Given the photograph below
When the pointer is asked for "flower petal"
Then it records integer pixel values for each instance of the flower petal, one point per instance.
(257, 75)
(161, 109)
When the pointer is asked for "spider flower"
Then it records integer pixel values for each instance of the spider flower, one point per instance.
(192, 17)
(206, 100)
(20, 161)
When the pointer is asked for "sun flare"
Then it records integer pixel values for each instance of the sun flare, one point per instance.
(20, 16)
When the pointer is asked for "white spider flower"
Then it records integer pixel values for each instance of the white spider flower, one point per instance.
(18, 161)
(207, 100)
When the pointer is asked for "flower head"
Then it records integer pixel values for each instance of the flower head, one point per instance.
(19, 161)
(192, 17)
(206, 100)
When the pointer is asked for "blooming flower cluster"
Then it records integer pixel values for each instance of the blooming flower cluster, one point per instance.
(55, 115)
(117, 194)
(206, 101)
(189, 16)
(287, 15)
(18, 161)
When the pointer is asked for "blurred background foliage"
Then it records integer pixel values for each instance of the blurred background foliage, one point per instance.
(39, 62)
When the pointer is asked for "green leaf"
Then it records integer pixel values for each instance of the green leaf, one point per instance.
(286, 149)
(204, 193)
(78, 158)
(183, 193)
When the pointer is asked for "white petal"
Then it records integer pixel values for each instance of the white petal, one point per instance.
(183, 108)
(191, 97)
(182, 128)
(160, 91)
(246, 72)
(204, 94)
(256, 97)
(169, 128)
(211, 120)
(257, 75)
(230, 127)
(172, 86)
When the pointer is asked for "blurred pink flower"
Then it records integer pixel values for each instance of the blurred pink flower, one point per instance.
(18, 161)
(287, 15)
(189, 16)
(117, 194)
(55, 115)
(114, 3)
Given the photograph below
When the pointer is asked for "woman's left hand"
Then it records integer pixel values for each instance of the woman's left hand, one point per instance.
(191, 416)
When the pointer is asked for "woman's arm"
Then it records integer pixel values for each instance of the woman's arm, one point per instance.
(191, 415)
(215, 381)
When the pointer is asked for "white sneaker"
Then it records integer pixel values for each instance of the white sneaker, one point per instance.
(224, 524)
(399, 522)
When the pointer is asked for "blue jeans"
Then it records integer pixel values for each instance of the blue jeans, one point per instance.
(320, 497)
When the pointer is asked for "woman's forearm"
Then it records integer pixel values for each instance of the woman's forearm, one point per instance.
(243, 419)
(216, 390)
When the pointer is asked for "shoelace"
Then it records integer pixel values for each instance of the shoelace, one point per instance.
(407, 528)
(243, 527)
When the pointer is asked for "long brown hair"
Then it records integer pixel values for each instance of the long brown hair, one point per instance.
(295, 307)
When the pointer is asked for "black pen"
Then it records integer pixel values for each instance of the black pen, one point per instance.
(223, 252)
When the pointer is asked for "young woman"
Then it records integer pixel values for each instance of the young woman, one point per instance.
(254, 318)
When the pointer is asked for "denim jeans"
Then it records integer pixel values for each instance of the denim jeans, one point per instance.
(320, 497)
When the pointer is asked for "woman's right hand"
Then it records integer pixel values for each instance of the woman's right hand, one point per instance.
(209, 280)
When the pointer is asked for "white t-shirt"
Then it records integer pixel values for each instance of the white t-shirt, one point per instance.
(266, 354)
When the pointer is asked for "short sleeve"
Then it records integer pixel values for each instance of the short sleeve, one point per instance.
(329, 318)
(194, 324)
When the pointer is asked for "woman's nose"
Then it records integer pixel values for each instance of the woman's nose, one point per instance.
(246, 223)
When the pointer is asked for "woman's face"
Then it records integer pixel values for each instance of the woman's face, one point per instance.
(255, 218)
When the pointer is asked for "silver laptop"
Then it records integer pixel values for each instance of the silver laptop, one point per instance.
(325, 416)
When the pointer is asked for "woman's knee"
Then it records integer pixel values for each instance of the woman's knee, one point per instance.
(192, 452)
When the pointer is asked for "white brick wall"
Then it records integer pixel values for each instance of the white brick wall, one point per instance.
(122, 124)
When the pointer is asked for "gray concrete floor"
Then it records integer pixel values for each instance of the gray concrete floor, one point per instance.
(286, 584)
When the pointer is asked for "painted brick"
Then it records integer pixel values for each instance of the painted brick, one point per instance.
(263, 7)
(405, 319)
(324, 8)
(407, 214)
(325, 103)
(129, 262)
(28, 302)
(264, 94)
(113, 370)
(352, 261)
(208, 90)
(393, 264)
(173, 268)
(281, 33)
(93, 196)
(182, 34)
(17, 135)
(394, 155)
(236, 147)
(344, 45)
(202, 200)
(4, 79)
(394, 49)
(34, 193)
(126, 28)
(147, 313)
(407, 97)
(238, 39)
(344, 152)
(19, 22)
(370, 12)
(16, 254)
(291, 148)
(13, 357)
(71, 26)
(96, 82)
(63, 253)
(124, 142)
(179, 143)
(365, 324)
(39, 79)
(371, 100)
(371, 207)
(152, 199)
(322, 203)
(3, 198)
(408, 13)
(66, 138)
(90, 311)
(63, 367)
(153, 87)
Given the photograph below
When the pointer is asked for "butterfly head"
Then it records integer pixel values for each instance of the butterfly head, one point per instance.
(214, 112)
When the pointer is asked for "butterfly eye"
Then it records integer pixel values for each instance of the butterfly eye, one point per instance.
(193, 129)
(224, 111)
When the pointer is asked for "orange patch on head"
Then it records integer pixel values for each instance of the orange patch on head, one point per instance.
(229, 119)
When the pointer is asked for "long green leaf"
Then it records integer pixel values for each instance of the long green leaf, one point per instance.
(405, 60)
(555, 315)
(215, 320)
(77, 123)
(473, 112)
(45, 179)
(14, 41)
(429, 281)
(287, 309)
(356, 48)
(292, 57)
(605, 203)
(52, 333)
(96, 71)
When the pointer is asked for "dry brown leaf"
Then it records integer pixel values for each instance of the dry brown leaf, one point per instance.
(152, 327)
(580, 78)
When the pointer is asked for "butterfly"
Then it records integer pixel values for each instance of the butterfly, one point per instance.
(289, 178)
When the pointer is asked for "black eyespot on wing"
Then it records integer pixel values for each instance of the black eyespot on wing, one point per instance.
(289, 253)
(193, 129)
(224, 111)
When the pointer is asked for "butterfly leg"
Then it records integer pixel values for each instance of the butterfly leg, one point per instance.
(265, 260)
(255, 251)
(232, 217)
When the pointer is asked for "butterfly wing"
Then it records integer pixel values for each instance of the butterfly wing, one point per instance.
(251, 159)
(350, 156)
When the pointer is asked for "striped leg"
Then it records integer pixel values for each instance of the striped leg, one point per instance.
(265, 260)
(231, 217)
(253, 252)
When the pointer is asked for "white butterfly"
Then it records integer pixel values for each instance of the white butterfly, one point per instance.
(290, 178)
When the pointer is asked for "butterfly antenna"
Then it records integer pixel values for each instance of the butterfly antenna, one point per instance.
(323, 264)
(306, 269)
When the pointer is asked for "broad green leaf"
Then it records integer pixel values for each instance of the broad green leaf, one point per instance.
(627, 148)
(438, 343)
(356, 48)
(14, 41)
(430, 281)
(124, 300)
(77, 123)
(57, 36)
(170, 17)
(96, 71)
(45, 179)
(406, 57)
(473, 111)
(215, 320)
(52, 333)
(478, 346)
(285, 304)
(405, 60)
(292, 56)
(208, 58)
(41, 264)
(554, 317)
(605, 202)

-=-=-

The whole listing above should be copied out exactly, line by line.

Output for this exercise →
Given the photograph below
When the pointer is asked for "flower petal"
Then it records integer pixel values for each instance of the flower petal, one point per instance.
(257, 75)
(161, 109)
When the pointer is asked for "spider flower"
Then it records integer pixel values for each instance of the spider flower, one point per instance.
(192, 17)
(206, 100)
(20, 161)
When the pointer is asked for "sun flare"
Then it records integer pixel values for each instance of the sun flare, one point per instance.
(20, 16)
When the pointer is asked for "white spider flower"
Then it records integer pixel values for each instance of the white spider flower, one point per instance.
(18, 161)
(207, 100)
When the pointer is asked for "flower head"
Then it records integer pixel values for each instance of the flower head, one point per instance.
(19, 161)
(192, 17)
(206, 100)
When the pointer is asked for "blooming flower cluster"
Then it records integer pixel values for each instance of the blooming flower cluster, one point per instance.
(55, 115)
(117, 194)
(206, 101)
(189, 16)
(287, 15)
(18, 161)
When the pointer is asked for "blurred background foliage"
Then it records integer pixel values for each instance of the blurred background foliage, one point per instance.
(39, 62)
When the pointer is asked for "green leaf"
Then it records integer pixel values for each instance of the green leaf, one point per instance.
(286, 149)
(204, 193)
(78, 158)
(183, 193)
When the pointer is asked for "white petal"
Then it records integer pixel values for each instance of the white petal, one point per instance.
(183, 108)
(191, 97)
(182, 128)
(160, 91)
(246, 72)
(204, 94)
(256, 97)
(169, 128)
(211, 120)
(257, 75)
(230, 127)
(172, 86)
When the pointer is asked for "blurred pink flower"
Then it records integer pixel values for each instance of the blurred pink flower, one point per instance.
(18, 161)
(287, 15)
(189, 16)
(117, 194)
(55, 115)
(114, 3)
Given the photograph below
When the pointer is asked for "woman's left hand"
Then it records integer pixel values for each instance of the woman's left hand, one point per instance.
(191, 416)
When the pointer is asked for "woman's arm"
Then it records integer pixel values for each instance of the woman's arm, one point per instance.
(191, 415)
(215, 381)
When the pointer is asked for "white sneaker"
Then it records integer pixel values for each instance of the white sneaker, one point per instance.
(224, 524)
(399, 522)
When the pointer is asked for "blue jeans"
Then it records integer pixel values for each instance of the blue jeans, one point per instance.
(320, 497)
When the pointer is asked for "woman's forearm"
Then it records integer pixel values for each instance of the woman's forearm, one point per instance.
(243, 419)
(216, 390)
When the pointer is asked for "shoelace"
Then it records integer pixel values for each instance of the shoelace, one point per instance.
(407, 528)
(243, 527)
When the pointer is asked for "long brown hair"
Then it records integer pixel values for each instance of the long brown hair, one point per instance.
(295, 307)
When the pointer is asked for "black pen"
Then it records integer pixel values for each instance of the black pen, one point per instance.
(223, 252)
When the pointer is asked for "young woman"
Then it records integer pixel values for each instance of the young woman, one point per instance.
(254, 318)
When the pointer is asked for "denim jeans"
Then it records integer pixel values for each instance of the denim jeans, one point per instance.
(320, 497)
When the pointer is asked for "woman's right hand"
Then it records integer pixel values for each instance of the woman's right hand, one point per instance.
(209, 280)
When the pointer is asked for "white t-shirt"
Then it records integer pixel values for each instance of the white t-shirt, one point per instance.
(266, 354)
When the pointer is asked for "short sleeve"
Then it records integer pixel values for each instance of the short sleeve, one point per instance.
(329, 318)
(194, 324)
When the pointer is asked for "woman's nose"
Then it records integer pixel values for each instance of the woman's nose, one point per instance.
(246, 223)
When the pointer is asked for "woman's face"
Then it records integer pixel values for each instance of the woman's face, one point per instance.
(255, 218)
When the pointer is asked for "silver laptop"
Then it records integer pixel values for each instance of the silver laptop, one point per instance.
(325, 416)
When the pointer is asked for "woman's knee"
Then it records integer pixel values for each instance of the woman's knee, one point per instance.
(192, 452)
When the pointer is asked for "white brick wall"
Then it records integer pixel values for each instance of the white brick wall, one point per instance.
(122, 124)
When the pointer is asked for "gray concrete floor"
Then it records integer pixel values for each instance of the gray concrete floor, one point per instance.
(286, 584)
When the pointer is asked for "painted brick"
Then it records integer pixel values for each instance of the painted brick, one point per instance.
(263, 7)
(405, 319)
(324, 8)
(407, 214)
(325, 103)
(129, 262)
(28, 302)
(264, 94)
(113, 370)
(352, 261)
(208, 90)
(393, 264)
(173, 268)
(281, 33)
(93, 196)
(182, 34)
(17, 135)
(394, 155)
(236, 147)
(344, 45)
(202, 200)
(4, 79)
(394, 49)
(34, 193)
(126, 28)
(147, 313)
(407, 97)
(238, 39)
(344, 152)
(19, 22)
(370, 12)
(16, 254)
(291, 148)
(13, 357)
(71, 26)
(96, 82)
(63, 253)
(124, 142)
(179, 143)
(365, 324)
(39, 79)
(371, 100)
(371, 207)
(152, 199)
(322, 203)
(3, 198)
(408, 13)
(66, 138)
(90, 311)
(63, 367)
(153, 87)
Given the photograph below
When the pointer is asked for "butterfly head"
Then it records integer pixel values for each instance of the butterfly head, one point per instance.
(214, 112)
When the pointer is asked for "butterfly eye"
Then it records integer pixel values for each instance of the butterfly eye, one point per instance.
(193, 129)
(224, 111)
When the pointer is asked for "orange patch on head"
Then it records integer pixel values for each instance of the orange patch on head, one point per instance.
(229, 119)
When the pointer is asked for "long green leaf"
Then it records integer pixel values for each instance of the long green leaf, one point per instance.
(405, 60)
(555, 315)
(215, 320)
(77, 123)
(473, 112)
(45, 179)
(14, 41)
(429, 281)
(287, 309)
(356, 48)
(292, 57)
(605, 203)
(52, 333)
(96, 71)
When the pointer is asked for "dry brown leaf"
Then it records integer pixel values for each instance of the dry brown leaf, one point per instance.
(152, 327)
(580, 78)
When the pointer is asked for "butterfly"
Then it records integer pixel values for each instance of the butterfly, one point per instance.
(289, 178)
When the pointer is asked for "black eyespot on wing"
Then it records integer pixel values for each instance of the black eyespot on wing, one point per instance.
(289, 253)
(193, 129)
(224, 111)
When the pointer is asked for "butterfly leg"
Then it records integer pixel values for each instance of the butterfly leg, one point per instance.
(265, 260)
(255, 251)
(232, 217)
When the pointer is asked for "butterfly wing"
Then it records integer pixel values for each instance of the butterfly wing, one point per instance.
(251, 159)
(350, 156)
When the pointer is asked for "striped leg"
Then it records integer pixel values for each instance of the striped leg, one point per instance.
(265, 260)
(231, 217)
(253, 252)
When the pointer is asked for "white butterfly"
Then it records integer pixel values for each instance of the white butterfly, one point per instance.
(290, 178)
When the pointer is asked for "butterfly antenna"
Then it records integer pixel values for each instance of the butterfly antenna, one point per instance.
(323, 264)
(306, 269)
When the pointer is asked for "broad green leaf"
Then it records integer pixel values for each instance of the broad green leaf, one point per instance.
(627, 148)
(438, 343)
(356, 48)
(14, 41)
(430, 281)
(124, 300)
(77, 123)
(57, 36)
(170, 17)
(96, 71)
(45, 179)
(406, 57)
(473, 111)
(215, 320)
(52, 333)
(478, 346)
(285, 304)
(405, 60)
(292, 56)
(208, 58)
(41, 264)
(554, 317)
(605, 202)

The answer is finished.